--- Description of the task ---
Rewrite the lines below, starting at the line containing "Objective: one point per instance of the white soccer" and going through the last line, with every "black sock" changed to "dark sock" and nothing else altered.

--- Provided records ---
•••••

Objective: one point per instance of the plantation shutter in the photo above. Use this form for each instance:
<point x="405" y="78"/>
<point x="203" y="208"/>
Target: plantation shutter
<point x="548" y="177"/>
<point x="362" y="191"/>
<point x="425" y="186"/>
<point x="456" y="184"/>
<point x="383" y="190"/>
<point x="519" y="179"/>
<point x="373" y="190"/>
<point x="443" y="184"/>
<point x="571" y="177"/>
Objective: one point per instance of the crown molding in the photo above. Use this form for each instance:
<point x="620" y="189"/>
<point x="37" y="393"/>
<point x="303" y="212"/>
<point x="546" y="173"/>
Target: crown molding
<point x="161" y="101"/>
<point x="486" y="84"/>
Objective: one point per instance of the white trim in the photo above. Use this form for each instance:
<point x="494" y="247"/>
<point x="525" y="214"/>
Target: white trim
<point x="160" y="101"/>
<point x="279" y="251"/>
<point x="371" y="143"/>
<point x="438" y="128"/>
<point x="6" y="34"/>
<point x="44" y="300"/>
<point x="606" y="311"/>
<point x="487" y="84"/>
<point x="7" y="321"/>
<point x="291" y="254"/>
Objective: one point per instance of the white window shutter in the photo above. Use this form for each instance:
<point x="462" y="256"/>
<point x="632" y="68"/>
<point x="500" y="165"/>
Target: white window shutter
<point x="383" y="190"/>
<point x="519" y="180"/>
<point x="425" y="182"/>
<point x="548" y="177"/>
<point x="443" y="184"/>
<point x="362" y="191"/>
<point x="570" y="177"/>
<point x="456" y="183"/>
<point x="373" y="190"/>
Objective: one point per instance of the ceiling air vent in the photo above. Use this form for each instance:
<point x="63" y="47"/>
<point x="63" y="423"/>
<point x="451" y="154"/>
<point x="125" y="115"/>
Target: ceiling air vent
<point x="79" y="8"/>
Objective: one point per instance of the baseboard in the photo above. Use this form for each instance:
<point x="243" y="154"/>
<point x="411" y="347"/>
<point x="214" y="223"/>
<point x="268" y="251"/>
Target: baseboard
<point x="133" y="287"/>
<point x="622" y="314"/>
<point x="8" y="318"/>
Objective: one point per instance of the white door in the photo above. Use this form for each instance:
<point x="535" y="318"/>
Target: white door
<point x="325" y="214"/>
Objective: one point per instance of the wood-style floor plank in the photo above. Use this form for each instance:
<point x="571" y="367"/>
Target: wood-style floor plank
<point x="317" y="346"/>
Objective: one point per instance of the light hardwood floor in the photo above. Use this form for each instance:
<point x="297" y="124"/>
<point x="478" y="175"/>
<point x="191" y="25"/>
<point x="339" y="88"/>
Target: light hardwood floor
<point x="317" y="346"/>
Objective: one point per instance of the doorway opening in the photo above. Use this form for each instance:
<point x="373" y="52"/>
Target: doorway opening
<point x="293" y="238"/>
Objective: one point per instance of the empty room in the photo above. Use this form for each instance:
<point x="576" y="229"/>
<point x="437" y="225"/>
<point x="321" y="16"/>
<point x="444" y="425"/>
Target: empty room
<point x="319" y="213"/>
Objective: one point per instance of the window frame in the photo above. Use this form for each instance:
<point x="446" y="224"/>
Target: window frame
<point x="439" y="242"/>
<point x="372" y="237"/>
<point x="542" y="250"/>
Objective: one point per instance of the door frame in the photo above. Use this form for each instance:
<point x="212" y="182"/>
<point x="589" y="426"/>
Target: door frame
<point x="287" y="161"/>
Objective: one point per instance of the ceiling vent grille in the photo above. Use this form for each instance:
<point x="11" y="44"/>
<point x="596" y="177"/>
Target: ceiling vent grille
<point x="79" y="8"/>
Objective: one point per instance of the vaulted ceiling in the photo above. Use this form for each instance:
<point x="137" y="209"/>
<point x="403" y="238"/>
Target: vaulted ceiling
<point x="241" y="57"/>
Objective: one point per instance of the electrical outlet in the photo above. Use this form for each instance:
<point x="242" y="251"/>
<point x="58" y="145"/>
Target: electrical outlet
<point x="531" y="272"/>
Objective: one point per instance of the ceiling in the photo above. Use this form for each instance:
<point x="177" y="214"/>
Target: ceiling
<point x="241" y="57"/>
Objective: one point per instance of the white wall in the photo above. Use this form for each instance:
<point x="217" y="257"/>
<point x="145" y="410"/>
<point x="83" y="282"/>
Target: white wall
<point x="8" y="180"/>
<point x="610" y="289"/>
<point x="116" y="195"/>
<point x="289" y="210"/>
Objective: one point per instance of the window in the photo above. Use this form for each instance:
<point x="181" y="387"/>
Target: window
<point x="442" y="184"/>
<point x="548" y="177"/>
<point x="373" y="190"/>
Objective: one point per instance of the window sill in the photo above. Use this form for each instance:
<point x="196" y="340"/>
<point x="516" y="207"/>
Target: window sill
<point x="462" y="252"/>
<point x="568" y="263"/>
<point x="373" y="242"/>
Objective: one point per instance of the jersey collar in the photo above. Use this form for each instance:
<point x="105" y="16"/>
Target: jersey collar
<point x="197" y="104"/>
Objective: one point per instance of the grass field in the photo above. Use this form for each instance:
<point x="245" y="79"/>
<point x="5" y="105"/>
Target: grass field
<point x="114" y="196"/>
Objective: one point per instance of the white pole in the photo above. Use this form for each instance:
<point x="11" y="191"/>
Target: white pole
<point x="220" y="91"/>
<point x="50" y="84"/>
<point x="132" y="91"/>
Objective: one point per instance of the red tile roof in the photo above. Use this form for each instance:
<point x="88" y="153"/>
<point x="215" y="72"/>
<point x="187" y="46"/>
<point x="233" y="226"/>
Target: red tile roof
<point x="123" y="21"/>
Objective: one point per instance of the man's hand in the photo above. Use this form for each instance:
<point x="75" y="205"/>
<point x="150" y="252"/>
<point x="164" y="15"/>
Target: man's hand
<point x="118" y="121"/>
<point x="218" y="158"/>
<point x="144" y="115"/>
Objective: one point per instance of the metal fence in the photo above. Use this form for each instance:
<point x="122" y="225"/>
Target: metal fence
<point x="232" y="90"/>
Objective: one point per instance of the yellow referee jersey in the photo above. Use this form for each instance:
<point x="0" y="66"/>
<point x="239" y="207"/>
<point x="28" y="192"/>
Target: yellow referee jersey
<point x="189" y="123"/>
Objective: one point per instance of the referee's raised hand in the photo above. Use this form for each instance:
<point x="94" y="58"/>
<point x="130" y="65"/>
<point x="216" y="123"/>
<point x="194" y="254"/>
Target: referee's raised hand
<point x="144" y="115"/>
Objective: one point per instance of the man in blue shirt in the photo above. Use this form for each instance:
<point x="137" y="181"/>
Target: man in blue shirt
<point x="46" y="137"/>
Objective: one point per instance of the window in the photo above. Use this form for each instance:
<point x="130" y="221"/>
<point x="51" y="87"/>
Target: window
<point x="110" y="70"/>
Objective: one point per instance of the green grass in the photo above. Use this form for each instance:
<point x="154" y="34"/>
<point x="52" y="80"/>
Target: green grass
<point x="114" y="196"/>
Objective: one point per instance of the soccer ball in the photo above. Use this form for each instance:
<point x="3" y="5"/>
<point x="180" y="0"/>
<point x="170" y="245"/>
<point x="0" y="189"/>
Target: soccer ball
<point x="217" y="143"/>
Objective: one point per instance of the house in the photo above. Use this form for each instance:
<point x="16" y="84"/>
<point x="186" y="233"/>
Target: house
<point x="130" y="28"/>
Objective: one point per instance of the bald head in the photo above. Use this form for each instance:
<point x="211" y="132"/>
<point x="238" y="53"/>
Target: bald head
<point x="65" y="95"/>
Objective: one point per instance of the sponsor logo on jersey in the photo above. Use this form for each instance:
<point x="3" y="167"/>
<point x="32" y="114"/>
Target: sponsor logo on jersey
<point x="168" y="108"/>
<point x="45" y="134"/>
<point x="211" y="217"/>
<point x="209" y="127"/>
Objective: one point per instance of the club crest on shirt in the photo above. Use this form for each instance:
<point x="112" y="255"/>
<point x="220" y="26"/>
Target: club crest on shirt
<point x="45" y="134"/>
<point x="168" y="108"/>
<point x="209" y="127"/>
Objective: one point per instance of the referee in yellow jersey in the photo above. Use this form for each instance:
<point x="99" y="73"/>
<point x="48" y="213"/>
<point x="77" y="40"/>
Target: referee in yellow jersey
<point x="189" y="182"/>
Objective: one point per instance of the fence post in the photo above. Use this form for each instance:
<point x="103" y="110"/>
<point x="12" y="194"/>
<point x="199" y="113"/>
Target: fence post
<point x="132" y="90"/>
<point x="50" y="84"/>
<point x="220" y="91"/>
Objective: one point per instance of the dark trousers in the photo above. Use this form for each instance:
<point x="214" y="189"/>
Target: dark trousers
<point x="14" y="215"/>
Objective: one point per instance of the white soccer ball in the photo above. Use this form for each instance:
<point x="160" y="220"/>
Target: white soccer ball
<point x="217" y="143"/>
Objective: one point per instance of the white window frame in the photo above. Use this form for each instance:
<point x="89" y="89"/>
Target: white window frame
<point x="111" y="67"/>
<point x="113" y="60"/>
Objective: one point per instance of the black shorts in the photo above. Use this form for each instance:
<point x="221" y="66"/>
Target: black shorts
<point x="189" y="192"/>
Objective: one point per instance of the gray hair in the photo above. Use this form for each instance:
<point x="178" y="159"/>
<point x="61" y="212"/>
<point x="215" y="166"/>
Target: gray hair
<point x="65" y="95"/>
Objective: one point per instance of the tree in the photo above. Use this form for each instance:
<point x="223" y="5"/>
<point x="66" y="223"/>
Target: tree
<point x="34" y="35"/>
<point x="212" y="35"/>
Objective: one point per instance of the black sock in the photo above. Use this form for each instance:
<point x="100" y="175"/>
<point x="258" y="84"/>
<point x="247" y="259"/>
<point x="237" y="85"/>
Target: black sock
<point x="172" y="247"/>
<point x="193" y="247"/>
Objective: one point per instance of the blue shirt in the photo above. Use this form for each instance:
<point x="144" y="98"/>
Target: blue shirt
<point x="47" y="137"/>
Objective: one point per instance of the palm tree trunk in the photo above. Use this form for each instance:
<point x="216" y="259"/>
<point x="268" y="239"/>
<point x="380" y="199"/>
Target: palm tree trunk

•••••

--- Result of this task ---
Objective: one point per instance of the white soccer ball in the photo above. Use this form for each instance:
<point x="160" y="220"/>
Target: white soccer ball
<point x="217" y="143"/>
Objective: one point per instance of the white window frame in the photo above. Use this form for each instance:
<point x="89" y="89"/>
Target: white window frame
<point x="111" y="67"/>
<point x="113" y="60"/>
Objective: one point per instance of the black shorts in the photo above. Use this form for each instance:
<point x="221" y="66"/>
Target: black shorts
<point x="189" y="192"/>
Objective: one point per instance of the gray hair in the photo above. Use this form for each instance:
<point x="178" y="159"/>
<point x="61" y="212"/>
<point x="215" y="166"/>
Target: gray hair
<point x="65" y="95"/>
Objective: one point per instance of the tree in the photo above. Use this form for each instance:
<point x="223" y="5"/>
<point x="66" y="223"/>
Target: tree
<point x="34" y="35"/>
<point x="212" y="35"/>
Objective: one point per instance of the dark sock in the photo above. Use this form for each instance:
<point x="100" y="175"/>
<point x="258" y="84"/>
<point x="247" y="259"/>
<point x="237" y="85"/>
Target: dark sock
<point x="172" y="247"/>
<point x="193" y="247"/>
Objective: one point per instance of the blue shirt in the photo above. Use this form for each instance:
<point x="144" y="98"/>
Target: blue shirt
<point x="47" y="137"/>
Objective: one point per instance of the palm tree trunk in the photo above. Use this form for each instance:
<point x="216" y="259"/>
<point x="268" y="239"/>
<point x="380" y="199"/>
Target: palm tree trunk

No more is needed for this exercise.